Work instruction 1> Reproduce the stretch of the passage on the city's winter festivities from "Even after the" through "old timers reminisced.".
Work instruction 2> Decide whether each statement agrees with the passage on the city's winter festivities, answering yes or no and quoting the deciding words: (a) The capital was shifted to Delhi in 1911. (b) The Viceroy never came to the city for the festivities. (c) The gift hampers sometimes contained Kashmiri shawls.

Excerpt to read>
[Start of section]

Even after the capital was shifted to Delhi in 1911, the city retained its reputation for the winter festivities. Rajahs big and small from far corners of the country descended in the city with whole entourages. Whole floors of well known hotels of the day were booked to enjoy the best Christmas east of the Suez. Famous dancers and crooners from abroad landed at the port to perform in the night clubs. Tea planters from the Dooars and Assam, forest officers, colliery owners from Bihar crowded the city. Even the Viceroy used to come down from the capital.
The centre of attraction, as even today, though in a much depleted form, was the Hogg Market or New Market and the “Army and Navy Store” bursting with goodies from across the seas. The liveried ‘Foo Foo’ bands moved from one locality to another while carol singers from the Salvation Army were a common sight, old timers reminisced.
The Bengali zemindars and rich traders vied with each other to prepare the most exclusive ‘dalis’ or ‘dolies’ for the burra sahibs. These gift hampers were piled with sweets, fruits, cakes and toys; sometimes they contained diamond rings and made-to-order Kashmiri shawls.

[End of section]

Source material>
[Start of section]

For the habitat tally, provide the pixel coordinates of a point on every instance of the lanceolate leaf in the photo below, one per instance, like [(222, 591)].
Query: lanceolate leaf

[End of section]
[Start of section]

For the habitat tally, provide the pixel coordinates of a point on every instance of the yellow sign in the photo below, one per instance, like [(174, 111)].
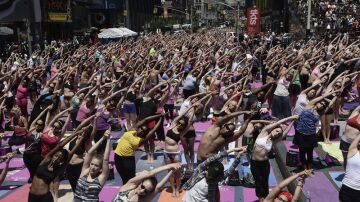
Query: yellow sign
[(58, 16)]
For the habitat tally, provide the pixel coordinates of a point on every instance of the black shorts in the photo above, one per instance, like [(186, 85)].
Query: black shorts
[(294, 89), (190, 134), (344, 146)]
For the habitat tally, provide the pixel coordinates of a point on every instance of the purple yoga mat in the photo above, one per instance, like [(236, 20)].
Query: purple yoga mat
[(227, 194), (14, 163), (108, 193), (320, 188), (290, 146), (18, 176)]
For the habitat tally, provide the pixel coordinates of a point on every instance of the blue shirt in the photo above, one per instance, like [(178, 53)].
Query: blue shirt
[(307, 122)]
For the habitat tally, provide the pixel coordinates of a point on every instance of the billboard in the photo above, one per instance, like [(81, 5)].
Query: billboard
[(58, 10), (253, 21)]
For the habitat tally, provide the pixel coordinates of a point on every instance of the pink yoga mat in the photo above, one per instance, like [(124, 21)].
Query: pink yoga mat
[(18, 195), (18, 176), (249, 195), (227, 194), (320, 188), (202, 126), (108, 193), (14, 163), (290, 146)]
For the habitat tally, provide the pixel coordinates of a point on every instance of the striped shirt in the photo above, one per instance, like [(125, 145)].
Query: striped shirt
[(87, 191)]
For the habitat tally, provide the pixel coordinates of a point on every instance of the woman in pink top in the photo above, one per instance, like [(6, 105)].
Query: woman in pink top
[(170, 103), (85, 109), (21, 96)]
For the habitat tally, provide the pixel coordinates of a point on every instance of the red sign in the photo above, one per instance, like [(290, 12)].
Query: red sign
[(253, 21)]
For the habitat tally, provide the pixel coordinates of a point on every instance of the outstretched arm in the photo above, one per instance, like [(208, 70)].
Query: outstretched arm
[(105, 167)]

[End of section]

Answer 1>
Even after the capital was shifted to Delhi in 1911, the city retained its reputation for the winter festivities. Rajahs big and small from far corners of the country descended in the city with whole entourages. Whole floors of well known hotels of the day were booked to enjoy the best Christmas east of the Suez. Famous dancers and crooners from abroad landed at the port to perform in the night clubs. Tea planters from the Dooars and Assam, forest officers, colliery owners from Bihar crowded the city. Even the Viceroy used to come down from the capital.
The centre of attraction, as even today, though in a much depleted form, was the Hogg Market or New Market and the “Army and Navy Store” bursting with goodies from across the seas. The liveried ‘Foo Foo’ bands moved from one locality to another while carol singers from the Salvation Army were a common sight, old timers reminisced.

Answer 2>
(a) Yes: "Even after the capital was shifted to Delhi in 1911"
(b) No: "Even the Viceroy used to come down from the capital."
(c) Yes: "sometimes they contained diamond rings and made-to-order Kashmiri shawls."